--- DIRECTIVE 1 ---
According to the post on Karpenter and Spot Instances, by how much can EC2 Spot Instances reduce costs compared to On-Demand prices?

Containers

Using Amazon EC2 Spot Instances with Karpenter

Overview

Karpenter is a dynamic, high performance cluster auto scaling solution for the Kubernetes platform introduced at re:Invent 2021. Customers choose an auto scaling solution for a number of reasons, including improving the high availability and reliability of their workloads at the same reduced costs. With the introduction of Amazon EC2 Spot Instances, customers can reduce costs up to 90% compared to On-Demand prices. Combining a high performing cluster auto scaler like Karpenter with EC2 Spot Instances, EKS clusters can acquire compute capacity within minutes while keeping costs low.

In this blog post, we will look at how to use Karpenter with EC2 Spot Instances and handle Spot Instance interruptions.

Getting started

To get started with Karpenter in AWS, you need a Kubernetes cluster. We will be using an EKS cluster throughout this blog post. To provision an Amazon Elastic Kubernetes Service (Amazon EKS) cluster and install Karpenter, please follow the getting started docs from the Karpenter documentation.

Karpenter’s single responsibility is to provision compute for your Kubernetes clusters, which is configured by a custom resource called Provisioner. Currently, when a pod is newly created, kube-scheduler is responsible for finding the best feasible node so that kubelet can run it. If none of the scheduling criteria are met, the pod stays in a pending state and remains unscheduled. Karpenter relies on the kube-scheduler and waits for unscheduled events and then provisions new node(s) to accommodate the pod(s). The following code snippet shows an example of Spot Provisioner configuration specifying instance types, Availability Zones, and capacity type.

apiVersion: karpenter.sh/v1alpha5
kind: Provisioner
metadata:
  name: spot-fleet
spec:
  requirements:
    - key: "node.kubernetes.io/instance-type" 
      operator: In
      values: ["m5.large", "m5.2xlarge"]
    - key: "topology.kubernetes.io/zone" 
      operator: In
      values: ["ap-southeast-1a", "ap-southeast-1b", "ap-southeast-1c"]
    - key: "karpenter.sh/capacity-type" # Defaults to on-demand
      operator: In
      values: ["spot"] # ["spot", "on-demand"]
  provider:
    subnetSelector:
      karpenter.sh/discovery: ${CLUSTER_NAME}
  ttlSecondsUntilExpired: 2592000
  ttlSecondsAfterEmpty: 30           

The constraints ttlSecondsUntilExpired defines the node expiry so a newer node will be provisioned, and ttlSecondsAfterEmpty defines when to delete a node since the last workload stops running. (Note: DaemonSets are not taken into account.)

(Data extracted from a collection)
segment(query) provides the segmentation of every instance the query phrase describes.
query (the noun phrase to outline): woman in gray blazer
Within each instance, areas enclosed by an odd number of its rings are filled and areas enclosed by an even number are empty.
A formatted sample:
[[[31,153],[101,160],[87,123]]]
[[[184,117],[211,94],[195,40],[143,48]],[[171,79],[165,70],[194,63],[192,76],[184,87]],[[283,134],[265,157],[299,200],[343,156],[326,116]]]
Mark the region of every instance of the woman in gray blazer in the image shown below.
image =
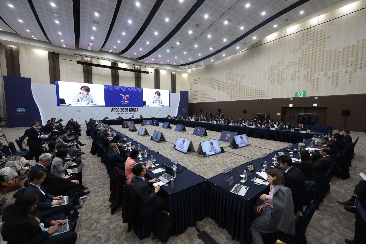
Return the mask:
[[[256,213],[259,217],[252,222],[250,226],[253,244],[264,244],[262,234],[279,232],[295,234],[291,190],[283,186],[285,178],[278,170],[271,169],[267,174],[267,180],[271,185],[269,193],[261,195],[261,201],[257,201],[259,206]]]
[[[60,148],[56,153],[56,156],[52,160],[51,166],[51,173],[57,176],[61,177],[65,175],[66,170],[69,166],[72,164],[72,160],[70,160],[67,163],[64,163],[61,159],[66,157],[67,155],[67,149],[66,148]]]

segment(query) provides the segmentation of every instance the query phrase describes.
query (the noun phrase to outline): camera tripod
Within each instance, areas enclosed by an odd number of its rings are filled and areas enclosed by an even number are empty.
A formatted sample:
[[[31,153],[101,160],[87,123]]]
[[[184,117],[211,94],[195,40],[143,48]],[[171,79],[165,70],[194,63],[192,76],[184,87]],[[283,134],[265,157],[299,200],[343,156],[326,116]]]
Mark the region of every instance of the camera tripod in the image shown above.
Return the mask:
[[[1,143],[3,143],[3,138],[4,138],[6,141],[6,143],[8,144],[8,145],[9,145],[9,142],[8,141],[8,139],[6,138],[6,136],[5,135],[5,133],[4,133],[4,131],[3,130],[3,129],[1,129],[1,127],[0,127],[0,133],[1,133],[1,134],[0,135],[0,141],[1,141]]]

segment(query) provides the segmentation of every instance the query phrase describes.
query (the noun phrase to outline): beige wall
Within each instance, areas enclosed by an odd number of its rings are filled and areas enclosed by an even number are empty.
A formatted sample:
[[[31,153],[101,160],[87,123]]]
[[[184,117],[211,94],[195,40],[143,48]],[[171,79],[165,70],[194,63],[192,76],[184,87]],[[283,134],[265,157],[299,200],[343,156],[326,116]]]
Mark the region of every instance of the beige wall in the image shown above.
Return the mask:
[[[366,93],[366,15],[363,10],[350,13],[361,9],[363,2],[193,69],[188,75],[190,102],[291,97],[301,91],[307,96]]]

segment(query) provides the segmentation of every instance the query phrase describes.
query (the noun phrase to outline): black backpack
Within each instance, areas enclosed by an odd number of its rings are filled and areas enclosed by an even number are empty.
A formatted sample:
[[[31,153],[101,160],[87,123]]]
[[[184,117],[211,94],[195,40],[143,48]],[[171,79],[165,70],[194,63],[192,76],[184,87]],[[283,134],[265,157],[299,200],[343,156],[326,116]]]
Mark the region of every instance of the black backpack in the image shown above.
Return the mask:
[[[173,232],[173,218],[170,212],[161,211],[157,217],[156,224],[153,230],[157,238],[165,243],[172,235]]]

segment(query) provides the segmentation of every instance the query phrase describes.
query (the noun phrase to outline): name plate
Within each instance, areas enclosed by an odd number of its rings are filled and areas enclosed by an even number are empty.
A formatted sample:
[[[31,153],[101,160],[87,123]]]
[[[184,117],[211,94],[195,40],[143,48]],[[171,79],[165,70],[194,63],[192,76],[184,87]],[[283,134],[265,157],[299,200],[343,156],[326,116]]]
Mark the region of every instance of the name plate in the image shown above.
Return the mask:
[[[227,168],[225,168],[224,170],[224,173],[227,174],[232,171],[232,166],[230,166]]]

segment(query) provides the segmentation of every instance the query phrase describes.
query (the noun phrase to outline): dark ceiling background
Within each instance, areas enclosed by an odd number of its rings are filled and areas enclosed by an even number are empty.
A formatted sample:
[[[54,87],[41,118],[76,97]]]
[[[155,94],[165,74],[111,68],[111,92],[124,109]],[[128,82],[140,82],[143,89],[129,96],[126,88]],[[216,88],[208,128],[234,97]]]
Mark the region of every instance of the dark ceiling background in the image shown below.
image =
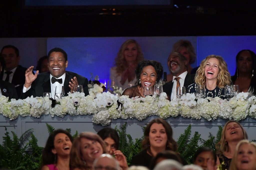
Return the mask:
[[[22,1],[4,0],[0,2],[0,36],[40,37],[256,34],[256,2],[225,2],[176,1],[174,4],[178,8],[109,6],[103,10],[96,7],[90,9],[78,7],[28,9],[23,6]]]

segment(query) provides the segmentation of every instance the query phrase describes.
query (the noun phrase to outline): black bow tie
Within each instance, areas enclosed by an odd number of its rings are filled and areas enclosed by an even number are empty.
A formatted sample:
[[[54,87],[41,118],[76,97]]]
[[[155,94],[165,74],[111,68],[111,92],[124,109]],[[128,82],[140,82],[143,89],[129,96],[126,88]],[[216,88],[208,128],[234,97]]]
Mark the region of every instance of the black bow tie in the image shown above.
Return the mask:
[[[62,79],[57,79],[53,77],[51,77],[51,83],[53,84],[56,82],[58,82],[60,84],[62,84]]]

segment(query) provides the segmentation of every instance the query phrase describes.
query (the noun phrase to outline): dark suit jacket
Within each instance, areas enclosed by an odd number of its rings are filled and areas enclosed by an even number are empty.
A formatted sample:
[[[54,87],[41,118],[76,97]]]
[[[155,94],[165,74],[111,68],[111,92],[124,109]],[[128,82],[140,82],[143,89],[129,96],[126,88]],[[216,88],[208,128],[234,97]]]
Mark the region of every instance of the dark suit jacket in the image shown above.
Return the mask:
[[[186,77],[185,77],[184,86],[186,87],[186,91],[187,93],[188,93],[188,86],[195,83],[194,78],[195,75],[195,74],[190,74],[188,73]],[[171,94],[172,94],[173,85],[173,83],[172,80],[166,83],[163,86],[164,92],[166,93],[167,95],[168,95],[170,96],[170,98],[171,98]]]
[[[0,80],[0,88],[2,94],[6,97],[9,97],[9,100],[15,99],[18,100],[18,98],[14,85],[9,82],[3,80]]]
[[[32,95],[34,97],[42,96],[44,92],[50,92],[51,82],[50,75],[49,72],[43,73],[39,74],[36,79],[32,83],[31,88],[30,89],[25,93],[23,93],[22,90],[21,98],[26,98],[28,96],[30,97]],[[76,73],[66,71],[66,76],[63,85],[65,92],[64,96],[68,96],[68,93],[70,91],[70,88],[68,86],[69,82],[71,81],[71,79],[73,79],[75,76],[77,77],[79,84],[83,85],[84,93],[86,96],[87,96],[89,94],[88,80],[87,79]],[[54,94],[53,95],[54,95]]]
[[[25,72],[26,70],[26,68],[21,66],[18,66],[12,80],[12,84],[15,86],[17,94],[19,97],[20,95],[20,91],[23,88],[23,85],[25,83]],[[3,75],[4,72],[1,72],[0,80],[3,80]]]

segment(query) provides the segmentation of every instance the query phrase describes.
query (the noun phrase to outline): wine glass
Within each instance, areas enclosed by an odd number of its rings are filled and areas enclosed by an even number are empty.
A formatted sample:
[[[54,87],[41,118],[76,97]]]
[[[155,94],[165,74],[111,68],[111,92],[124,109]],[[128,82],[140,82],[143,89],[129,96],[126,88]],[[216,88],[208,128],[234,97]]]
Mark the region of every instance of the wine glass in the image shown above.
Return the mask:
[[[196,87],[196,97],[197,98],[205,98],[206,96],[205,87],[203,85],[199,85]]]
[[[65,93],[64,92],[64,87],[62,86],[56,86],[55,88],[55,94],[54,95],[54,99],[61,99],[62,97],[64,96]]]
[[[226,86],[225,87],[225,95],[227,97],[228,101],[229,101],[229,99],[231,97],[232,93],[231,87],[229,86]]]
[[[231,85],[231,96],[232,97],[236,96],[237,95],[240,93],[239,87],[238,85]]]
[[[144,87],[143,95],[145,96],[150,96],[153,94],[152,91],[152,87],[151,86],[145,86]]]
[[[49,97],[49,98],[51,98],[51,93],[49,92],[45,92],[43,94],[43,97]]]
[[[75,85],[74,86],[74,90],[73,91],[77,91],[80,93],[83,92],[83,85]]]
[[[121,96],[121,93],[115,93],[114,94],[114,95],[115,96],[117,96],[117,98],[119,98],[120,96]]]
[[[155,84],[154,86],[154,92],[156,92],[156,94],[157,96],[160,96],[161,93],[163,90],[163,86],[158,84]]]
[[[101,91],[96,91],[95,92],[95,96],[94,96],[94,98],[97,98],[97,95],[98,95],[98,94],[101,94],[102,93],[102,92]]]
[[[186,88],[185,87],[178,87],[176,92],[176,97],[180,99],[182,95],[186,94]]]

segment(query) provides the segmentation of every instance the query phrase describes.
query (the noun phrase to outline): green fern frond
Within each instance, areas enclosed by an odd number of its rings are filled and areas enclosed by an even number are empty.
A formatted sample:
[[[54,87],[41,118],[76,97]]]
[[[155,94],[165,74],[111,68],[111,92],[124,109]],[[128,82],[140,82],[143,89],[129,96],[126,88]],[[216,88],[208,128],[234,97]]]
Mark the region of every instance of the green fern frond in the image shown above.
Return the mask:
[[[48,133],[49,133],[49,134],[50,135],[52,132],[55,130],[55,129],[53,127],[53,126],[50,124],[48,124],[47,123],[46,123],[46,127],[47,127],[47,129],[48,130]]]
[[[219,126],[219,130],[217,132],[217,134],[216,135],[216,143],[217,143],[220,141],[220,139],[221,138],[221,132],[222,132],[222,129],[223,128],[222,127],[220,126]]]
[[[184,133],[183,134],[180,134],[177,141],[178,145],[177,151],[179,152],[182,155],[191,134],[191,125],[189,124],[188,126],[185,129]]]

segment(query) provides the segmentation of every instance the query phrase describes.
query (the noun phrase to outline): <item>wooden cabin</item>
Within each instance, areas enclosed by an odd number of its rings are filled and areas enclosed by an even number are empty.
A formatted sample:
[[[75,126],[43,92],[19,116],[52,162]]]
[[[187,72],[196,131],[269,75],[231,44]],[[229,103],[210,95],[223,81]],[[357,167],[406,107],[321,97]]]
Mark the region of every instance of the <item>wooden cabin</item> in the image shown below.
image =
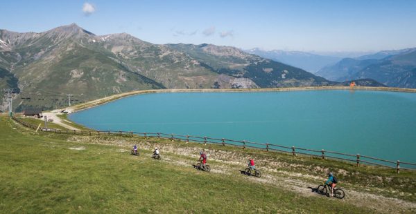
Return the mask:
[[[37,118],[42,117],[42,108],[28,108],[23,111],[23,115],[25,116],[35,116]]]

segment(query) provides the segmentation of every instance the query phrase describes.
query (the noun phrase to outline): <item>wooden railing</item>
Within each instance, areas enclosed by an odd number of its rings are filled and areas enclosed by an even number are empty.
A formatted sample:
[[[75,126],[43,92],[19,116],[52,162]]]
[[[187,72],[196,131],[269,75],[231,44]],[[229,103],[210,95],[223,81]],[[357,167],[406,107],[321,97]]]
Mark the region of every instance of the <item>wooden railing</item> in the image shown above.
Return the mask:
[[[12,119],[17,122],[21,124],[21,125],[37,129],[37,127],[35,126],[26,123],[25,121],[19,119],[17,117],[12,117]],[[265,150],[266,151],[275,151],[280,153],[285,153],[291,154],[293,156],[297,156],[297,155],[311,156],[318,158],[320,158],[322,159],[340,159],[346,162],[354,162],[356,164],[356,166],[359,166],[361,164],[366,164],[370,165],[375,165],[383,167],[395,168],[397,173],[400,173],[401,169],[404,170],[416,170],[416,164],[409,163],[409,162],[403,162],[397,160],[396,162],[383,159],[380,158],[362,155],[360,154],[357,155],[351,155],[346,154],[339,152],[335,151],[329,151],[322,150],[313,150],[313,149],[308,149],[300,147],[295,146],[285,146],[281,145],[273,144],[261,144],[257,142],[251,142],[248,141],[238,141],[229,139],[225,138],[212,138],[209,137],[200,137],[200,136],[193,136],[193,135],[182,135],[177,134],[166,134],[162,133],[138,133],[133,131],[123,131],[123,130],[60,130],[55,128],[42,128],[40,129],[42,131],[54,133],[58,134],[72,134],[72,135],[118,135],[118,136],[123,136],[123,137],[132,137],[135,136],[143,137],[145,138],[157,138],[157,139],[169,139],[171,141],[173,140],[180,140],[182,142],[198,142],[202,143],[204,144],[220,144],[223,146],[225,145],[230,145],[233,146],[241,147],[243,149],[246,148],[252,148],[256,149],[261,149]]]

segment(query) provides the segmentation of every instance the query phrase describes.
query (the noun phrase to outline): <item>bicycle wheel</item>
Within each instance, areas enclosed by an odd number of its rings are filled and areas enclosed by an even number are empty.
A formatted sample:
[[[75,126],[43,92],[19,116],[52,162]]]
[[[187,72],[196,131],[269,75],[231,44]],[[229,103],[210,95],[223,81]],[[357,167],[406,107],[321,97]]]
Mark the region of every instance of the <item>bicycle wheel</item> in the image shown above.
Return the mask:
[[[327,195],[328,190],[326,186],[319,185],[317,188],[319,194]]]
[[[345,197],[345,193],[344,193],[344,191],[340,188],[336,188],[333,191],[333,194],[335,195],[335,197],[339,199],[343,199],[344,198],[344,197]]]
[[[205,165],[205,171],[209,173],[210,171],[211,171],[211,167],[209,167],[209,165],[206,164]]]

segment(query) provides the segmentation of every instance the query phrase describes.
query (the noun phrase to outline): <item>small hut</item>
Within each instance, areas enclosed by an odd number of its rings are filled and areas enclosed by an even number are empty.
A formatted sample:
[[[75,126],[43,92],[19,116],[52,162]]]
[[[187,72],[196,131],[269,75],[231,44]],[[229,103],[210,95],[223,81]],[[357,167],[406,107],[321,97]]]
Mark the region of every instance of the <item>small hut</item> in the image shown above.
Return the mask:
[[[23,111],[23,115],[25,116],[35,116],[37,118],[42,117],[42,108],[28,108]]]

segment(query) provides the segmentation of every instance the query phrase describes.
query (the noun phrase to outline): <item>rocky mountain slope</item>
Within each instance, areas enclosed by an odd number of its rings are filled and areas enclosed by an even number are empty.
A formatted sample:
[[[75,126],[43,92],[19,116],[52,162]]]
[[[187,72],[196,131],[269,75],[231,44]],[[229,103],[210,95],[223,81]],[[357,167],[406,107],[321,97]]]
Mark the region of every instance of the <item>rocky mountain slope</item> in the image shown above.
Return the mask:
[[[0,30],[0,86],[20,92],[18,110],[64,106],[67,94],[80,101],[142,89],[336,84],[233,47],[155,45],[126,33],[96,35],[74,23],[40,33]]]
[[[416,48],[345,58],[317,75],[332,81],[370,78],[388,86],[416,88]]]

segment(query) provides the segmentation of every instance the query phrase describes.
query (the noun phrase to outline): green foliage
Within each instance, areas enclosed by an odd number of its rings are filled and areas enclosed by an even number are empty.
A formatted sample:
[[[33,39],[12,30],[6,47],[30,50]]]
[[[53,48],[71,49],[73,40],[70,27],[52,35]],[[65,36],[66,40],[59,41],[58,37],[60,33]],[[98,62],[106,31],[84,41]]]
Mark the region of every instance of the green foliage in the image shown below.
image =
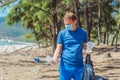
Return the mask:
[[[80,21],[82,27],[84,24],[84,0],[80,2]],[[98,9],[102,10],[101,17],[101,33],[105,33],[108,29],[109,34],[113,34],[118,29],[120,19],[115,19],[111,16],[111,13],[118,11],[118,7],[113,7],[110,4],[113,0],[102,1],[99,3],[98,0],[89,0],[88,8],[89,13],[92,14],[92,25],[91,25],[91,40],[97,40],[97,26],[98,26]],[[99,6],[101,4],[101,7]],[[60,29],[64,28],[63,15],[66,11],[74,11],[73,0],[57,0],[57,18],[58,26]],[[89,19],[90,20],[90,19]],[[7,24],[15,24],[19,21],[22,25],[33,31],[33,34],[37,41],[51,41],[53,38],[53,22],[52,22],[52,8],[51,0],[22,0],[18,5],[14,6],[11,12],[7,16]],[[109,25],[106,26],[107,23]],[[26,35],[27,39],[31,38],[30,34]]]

--- DIRECTIVE 2 ---
Pull out every line in the rows that contains the string "black".

--- WRITTEN RESPONSE 1 ---
Up to 90%.

--- WRITTEN RESPONSE 2 ---
query (the noun phrase to outline): black backpack
Mark the region of every instance of the black backpack in the image shown above.
query (the noun phrase to outline): black bow tie
Mark the region of every instance of the black bow tie in the image shown above.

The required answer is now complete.